All of the entries must be reproduced exactly, with no images carried over.

-------- RECORDS TO USE

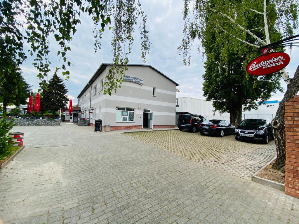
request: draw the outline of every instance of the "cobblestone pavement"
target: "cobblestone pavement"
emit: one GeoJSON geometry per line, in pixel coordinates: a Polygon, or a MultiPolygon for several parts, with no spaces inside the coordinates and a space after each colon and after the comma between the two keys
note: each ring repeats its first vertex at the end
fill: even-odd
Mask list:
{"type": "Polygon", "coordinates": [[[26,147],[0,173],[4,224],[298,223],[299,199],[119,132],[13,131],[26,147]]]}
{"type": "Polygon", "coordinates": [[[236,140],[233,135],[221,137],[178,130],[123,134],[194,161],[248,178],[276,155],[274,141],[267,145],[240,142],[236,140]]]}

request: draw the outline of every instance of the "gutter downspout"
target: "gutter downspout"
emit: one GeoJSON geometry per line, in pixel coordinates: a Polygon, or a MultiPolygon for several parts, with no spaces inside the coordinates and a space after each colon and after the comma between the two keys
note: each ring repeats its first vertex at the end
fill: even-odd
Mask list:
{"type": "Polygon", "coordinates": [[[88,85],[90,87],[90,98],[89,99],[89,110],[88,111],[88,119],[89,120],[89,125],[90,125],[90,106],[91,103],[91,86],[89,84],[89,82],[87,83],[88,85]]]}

----------------

RESULT OF THIS TASK -
request: draw the outline of every instance of the "cobblestone pavement"
target: "cobblestone pavement"
emit: one GeoJSON geometry per line, in pixel coordinates: a Polygon, or a MultiPolygon for several parts, with no spaces inside the coordinates and a space after each colon and after the comma between the two keys
note: each ring repeats its first vertex at the end
fill: even-odd
Mask list:
{"type": "Polygon", "coordinates": [[[26,147],[0,173],[4,224],[298,223],[299,199],[119,132],[13,131],[26,147]]]}
{"type": "Polygon", "coordinates": [[[236,140],[233,135],[221,137],[178,130],[123,134],[194,161],[248,178],[276,155],[274,141],[267,145],[240,142],[236,140]]]}

request: draw the outline of every instance of the "gutter downspout"
target: "gutter downspout"
emit: one GeoJSON geometry per line, in pixel coordinates: a Polygon, or a MultiPolygon for several parts, with no spaces inside the coordinates and a space after each colon and after the comma between the two keys
note: each ring repeats its first vertex at the end
fill: even-odd
Mask list:
{"type": "Polygon", "coordinates": [[[88,85],[90,87],[90,98],[89,99],[89,110],[88,111],[88,119],[89,120],[89,125],[90,125],[90,106],[91,103],[91,86],[89,84],[89,82],[87,83],[88,85]]]}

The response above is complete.